留学開始から数か月たった頃、友人の中国人から不穏なニュースを聞いた。正体不明の肺炎が発生しているというものだ。滞在している湖南省のお隣の広東省で広まっているのだという。

噂は瞬く間に広まり、至る所でその話題で持ちきりになった。中国人の知り合いから、謎の肺炎についての情報がたくさん送られてくるようになった。ここには詳しくは書かないが、かなり具体的な感染情報をいくつも聞き、身近にもSARSが迫っているのだと思った。追って、中国政府からは「チェーンメールは嘘の情報だから信じないように」と、注意喚起の一斉ショートメールが送られてくる。今ほど情報を得る手段がないから、結局のところ何が真実なのか分からない。

そのうち、日本の友人からも安否を確認するメールが届いた。日本でも大変なニュースになっているという。

確かな情報がほとんどないまま、得体の知れない謎の病気に対応しなければならない不安な気持ちは、今でもはっきり覚えている。

▶ **課題 1**
抜粋の内容について、次の問いに答えよ。
(a) 正体不明の肺炎が広まっているとされたのはどの省か。
(b) 中国政府から一斉に送られてきたショートメールは、何を信じないよう呼びかけていたか。
(c) 日本の友人から届いたメールは、何を確認するためのものだったか。

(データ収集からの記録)
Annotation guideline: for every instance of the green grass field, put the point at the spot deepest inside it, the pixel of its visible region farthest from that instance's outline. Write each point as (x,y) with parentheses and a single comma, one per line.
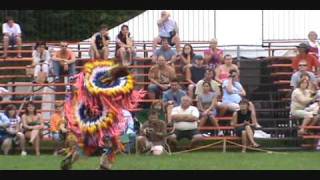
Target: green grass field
(186,161)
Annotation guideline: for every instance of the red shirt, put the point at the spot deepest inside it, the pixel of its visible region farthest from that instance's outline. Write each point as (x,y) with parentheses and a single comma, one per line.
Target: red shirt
(311,61)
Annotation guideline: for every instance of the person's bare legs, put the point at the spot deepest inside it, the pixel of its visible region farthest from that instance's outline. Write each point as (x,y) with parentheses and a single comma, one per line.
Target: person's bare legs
(190,90)
(33,136)
(37,144)
(305,122)
(22,141)
(176,41)
(5,45)
(6,145)
(19,44)
(244,141)
(169,110)
(105,51)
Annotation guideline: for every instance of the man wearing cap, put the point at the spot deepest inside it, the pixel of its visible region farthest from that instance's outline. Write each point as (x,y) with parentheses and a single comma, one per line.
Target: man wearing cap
(168,28)
(312,62)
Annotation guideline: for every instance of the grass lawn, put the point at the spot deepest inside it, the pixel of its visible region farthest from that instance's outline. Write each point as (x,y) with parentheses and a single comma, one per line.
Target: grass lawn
(186,161)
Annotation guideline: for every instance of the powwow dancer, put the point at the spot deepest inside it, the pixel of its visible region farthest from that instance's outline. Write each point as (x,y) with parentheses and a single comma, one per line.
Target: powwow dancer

▶ **課題 2**
一覧のうち、「Annotation guideline: for every instance of the red」を含む行から「Target: red shirt」を含む行までを取り出し、「red shirt」を「blue jacket」に変えて示せ。ほかの部分はそのままとする。

▶ **解答 1**
(a) 広東省
(b) チェーンメール
(c) 安否

▶ **解答 2**
Annotation guideline: for every instance of the blue jacket, put the point at the spot deepest inside it, the pixel of its visible region farthest from that instance's outline. Write each point as (x,y) with parentheses and a single comma, one per line.
Target: blue jacket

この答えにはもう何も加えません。